◆ Task instructions
• a. List every email address that appears in the To and Cc lines of the POPCNT patch email.
• b. Continue the POPCNT patch email from the point where it stops.

◆ Passage
Subject: Re: [PATCH 2/5] -march=native: POPCNT support
To: Alexey Dobriyan <adobriyan@gmail.com>, linux-kernel@vger.kernel.org
Cc: x86@kernel.org, tglx@linutronix.de, mingo@redhat.com
References: <20171207224154.4687-1-adobriyan@gmail.com>
 <20171207224154.4687-2-adobriyan@gmail.com>
From: "H. Peter Anvin" <hpa@zytor.com>
Message-ID: <0c30f6b9-d614-8244-54bd-1e12cee51a23@zytor.com>
Date: Thu, 7 Dec 2017 15:07:30 -0800
User-Agent: Mozilla/5.0 (X11; Linux x86_64; rv:52.0) Gecko/20100101
 Thunderbird/52.4.0
MIME-Version: 1.0
In-Reply-To: <20171207224154.4687-2-adobriyan@gmail.com>
Content-Type: text/plain; charset=utf-8
Content-Language: en-US
Content-Transfer-Encoding: 7bit
Sender: linux-kernel-owner@vger.kernel.org
Content-Length: 3270
Lines: 111

On 12/07/17 14:41, Alexey Dobriyan wrote:
> Mainline kernel can only generate "popcnt rax, rdi" instruction
> with alternative masquareading as function call. Patch allows
> to generate all POPCNT variations and inlines hweigth*() family of functions.

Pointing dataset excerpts
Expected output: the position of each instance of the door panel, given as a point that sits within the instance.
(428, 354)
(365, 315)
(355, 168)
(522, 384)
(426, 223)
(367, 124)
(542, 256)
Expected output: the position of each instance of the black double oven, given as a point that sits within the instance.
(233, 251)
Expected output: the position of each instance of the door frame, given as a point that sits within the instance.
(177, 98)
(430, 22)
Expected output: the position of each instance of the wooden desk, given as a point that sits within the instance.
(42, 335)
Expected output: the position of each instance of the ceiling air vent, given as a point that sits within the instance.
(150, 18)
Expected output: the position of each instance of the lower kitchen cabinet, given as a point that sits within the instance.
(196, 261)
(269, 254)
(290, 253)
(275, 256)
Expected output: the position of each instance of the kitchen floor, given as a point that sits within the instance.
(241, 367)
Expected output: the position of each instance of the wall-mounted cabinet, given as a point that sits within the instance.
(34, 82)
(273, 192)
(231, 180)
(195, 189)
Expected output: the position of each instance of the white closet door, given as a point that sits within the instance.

◆ Answers for this exercise
• a. adobriyan@gmail.com, linux-kernel@vger.kernel.org, x86@kernel.org, tglx@linutronix.de, mingo@redhat.com

• b.
> 
> 	$ objdump  -dr ../obj/vmlinux | grep popcnt
> 	ffffffff81004f6d:       f3 48 0f b8 c9          popcnt rcx,rcx
> 	ffffffff81008484:       f3 48 0f b8 03          popcnt rax,QWORD PTR [rbx]
> 	ffffffff81073aae:       f3 48 0f b8 d8          popcnt rbx,rax
> 		...
> 
> Signed-off-by: Alexey Dobriyan <adobriyan@gmail.com>
> ---
>  arch/x86/include/asm/arch_hweight.h | 32 ++++++++++++++++++++++++++++++--
>  arch/x86/lib/Makefile               |  5 ++++-
>  include/linux/bitops.h              |  2 ++
>  lib/Makefile                        |  2 ++
>  scripts/kconfig/cpuid.c             |  6 ++++++
>  scripts/march-native.sh             |  6 +++++-
>  6 files changed, 49 insertions(+), 4 deletions(-)
> 
> diff --git a/arch/x86/include/asm/arch_hweight.h b/arch/x86/include/asm/arch_hweight.h
> index 34a10b2d5b73..58e4f65d8665 100644
> --- a/arch/x86/include/asm/arch_hweight.h
> +++ b/arch/x86/include/asm/arch_hweight.h
> @@ -2,6 +2,34 @@
>  #ifndef _ASM_X86_HWEIGHT_H
>  #define _ASM_X86_HWEIGHT_H
>  
> +#define __HAVE_ARCH_SW_HWEIGHT
> +
> +#ifdef CONFIG_MARCH_NATIVE_POPCNT
> +static inline unsigned int __arch_hweight64(uint64_t x)
> +{
> +	uint64_t rv;
> +	asm ("popcnt %1, %0" : "=r" (rv) : "rm" (x));
> +	return rv;
> +}
> +
> +static inline unsigned int __arch_hweight32(uint32_t x)
> +{
> +	uint32_t rv;
> +	asm ("popcnt %1, %0" : "=r" (rv) : "rm" (x));
> +	return rv;
> +}
> +
> +static inline unsigned int __arch_hweight16(uint16_t x)
> +{
> +	return __arch_hweight32(x);
> +}
> +
> +static inline unsigned int __arch_hweight8(uint8_t x)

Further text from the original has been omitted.